27" high x  34" wide                          11.5 inches high                     45" Long  x 37" High  


Casting a bronze   - 'Swan with Cygnets'  -  'Bald Eagle'  -   and 'Leaping Panther' bronze sculptures, using the traditional 'lost wax' process




Bald Eagle ; a partially solid bronze sculpture


Investment casting is a modern method of making bronze castings using the ancient art of the lost wax process to a high degree of accuracy and with a smooth surface finish. Outlined here are just some of the various stages required to produce three typical bronze sculptures by Ian G Brennan. From the original woodcarving 'master copies' to the completed bronze sculptures.

The first example shows during its various stages how the partially solid bronze sculpture of the Bald Eagle was produced. This is followed by stage photographs showing a much larger bronze sculptures of a 'Swan protecting her Cygnets', and also a 50 inches long 'Leaping Panther' both of which were hollow cast bronzes.


Original woodcarving 'master copy'




Master copy                          Wax version

Using the previously prepared mould ( see creating a mould page) melted wax is either painted or swilled against the inner surface of the flexible rubber mould to the desired thickness required for the finished metal casting. The two separate parts of the mould are placed together with clamps and a little hot wax poured into the cavity of the mould and again swilled around inside to cover the join between the two separate pieces of the mould.

When the wax has cooled the hollow wax replica of the original sculpture is carefully removed from the rubber mould and the 'runner system' or 'tree', which will eventually  channel the molten bronze into the sculpture is applied to the wax version of the sculpture. If there are a number of undercuts in the sculpture it can sometimes be helpful to remove the wax sculpture from the rubber mould whilst the wax is warm and therefore more pliable, but either way care must be taken to reduce breaking any of the delicate features of the sculpture.

The problem → Resume the text on lost-wax bronze casting, starting right after the sentence that ends "the delicate features of the sculpture."

[Data drawn from a collection]
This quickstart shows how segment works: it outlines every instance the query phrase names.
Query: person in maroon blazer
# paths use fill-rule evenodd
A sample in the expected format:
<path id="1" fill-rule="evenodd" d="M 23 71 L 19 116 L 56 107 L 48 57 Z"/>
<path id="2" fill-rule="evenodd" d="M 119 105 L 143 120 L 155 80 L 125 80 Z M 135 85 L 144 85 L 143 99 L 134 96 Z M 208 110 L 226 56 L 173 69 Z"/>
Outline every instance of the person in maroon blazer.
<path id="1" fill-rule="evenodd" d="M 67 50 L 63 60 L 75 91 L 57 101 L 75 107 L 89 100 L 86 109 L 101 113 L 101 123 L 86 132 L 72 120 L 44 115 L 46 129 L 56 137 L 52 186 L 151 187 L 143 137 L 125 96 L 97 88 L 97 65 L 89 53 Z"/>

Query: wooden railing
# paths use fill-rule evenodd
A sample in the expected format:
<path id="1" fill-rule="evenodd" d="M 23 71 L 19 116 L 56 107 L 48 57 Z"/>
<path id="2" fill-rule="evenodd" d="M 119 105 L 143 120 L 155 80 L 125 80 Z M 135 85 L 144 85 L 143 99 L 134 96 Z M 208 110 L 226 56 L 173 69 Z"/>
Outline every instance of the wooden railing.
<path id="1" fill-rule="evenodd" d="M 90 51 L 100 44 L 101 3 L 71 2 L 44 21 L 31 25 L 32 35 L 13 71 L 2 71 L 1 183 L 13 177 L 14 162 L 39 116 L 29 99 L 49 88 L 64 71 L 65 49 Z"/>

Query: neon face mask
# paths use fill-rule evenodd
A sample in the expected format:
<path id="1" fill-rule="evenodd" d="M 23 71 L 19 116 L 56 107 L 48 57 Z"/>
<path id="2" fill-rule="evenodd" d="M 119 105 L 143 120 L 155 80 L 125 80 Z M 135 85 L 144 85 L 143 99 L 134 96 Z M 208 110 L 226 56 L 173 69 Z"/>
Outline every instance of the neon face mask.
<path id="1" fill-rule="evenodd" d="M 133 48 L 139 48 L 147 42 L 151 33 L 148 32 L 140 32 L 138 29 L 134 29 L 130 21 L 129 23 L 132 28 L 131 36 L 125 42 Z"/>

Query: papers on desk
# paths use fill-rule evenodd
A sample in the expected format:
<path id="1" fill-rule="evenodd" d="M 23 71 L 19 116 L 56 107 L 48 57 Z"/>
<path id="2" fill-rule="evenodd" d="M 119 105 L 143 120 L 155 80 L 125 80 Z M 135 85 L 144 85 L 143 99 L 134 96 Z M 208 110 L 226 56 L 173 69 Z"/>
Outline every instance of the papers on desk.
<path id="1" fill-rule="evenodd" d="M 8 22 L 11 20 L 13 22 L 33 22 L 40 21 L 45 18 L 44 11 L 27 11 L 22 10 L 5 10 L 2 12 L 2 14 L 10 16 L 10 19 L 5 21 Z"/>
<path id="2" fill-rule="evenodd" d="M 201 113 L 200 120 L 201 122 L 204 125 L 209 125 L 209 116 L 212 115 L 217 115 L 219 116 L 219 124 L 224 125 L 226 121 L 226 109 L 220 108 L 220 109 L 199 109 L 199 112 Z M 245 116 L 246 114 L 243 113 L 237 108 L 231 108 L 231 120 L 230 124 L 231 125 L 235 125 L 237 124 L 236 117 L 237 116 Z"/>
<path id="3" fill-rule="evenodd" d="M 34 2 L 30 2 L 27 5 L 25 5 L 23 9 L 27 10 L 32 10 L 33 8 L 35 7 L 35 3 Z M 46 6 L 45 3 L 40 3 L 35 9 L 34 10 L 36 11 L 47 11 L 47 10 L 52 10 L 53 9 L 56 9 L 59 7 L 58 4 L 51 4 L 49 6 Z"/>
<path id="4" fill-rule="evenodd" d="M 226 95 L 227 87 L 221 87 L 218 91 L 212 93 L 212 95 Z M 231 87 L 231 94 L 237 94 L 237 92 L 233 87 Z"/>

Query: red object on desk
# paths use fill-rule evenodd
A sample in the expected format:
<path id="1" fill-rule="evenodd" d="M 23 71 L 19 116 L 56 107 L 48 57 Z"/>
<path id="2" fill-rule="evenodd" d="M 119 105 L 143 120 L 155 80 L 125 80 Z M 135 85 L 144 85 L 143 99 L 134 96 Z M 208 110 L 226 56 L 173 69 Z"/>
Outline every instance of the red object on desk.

Result of this task →
wax tree                                                         various different patterns drying out

When these wax eagles are assembled upon the wax runner, the complete assembly is then carefully cleaned before being dipped or invested into a wet ceramic based slurry and coated with a fine dry refractory similar to these various patterns shown above. Once dry these coating operations are repeated several times and by progressively using coarser grades of refractory until the mould eventually reaches a sufficient thickness to withstand the force of the molten metal during the casting operation. As an added safety precaution on occasions it is sometimes necessary to wire the whole ceramic shell together to help prevent the molten heavy bronze bursting out through the shell when it is being poured.


pouring the molten bronze into the hot ceramic shells           when cooled the bronzes are removed from the shell 

Once all these various coats of ceramic have been applied and the 'tree' has been dried the ceramic shell is then placed in a steam oven and the wax is melted out - hence the name the 'lost wax process'. The shell is then fired at 1000.degrees centigrade to burn off any residual wax and to strengthen the ceramic mould. Once the bronze is melted in a high-frequency induction furnace it is poured into the hot shell, enabling the bronze to flow into all the detailed sections. After solidifying and cooling the ceramic shell is broken away from the bronze cast and the castings are cut away from the tree.


The polished bronze prior to colouring

The remaining pieces of the ceramic shell has then to be cleaned away from the sculpture by first tapping the bronze tree section of the sculpture with a hammer, the remaining smaller pieces of ceramic can then be removed by sand blasting. Hours of careful fettling is then required to clean up and finish the eagle sculpture, the bronze is then polished before the various chemical finishes are ready to be applied to the bronze.  


Traditional bronze patina - ( A )


A traditional bronze patina colour to the bronzes is usually achieved by painting on a chemical solution to the whole bronze casting whilst the bronze is cold. The weaker the solution the lighter the colour, when the correct colour is finally achieved to the sculpture, the bronze is heated up with a gas torch and melted wax is painted on to the bronze to seal in the colour and the sculpture is then allowed to cool slightly before it is finally polished with a soft brush.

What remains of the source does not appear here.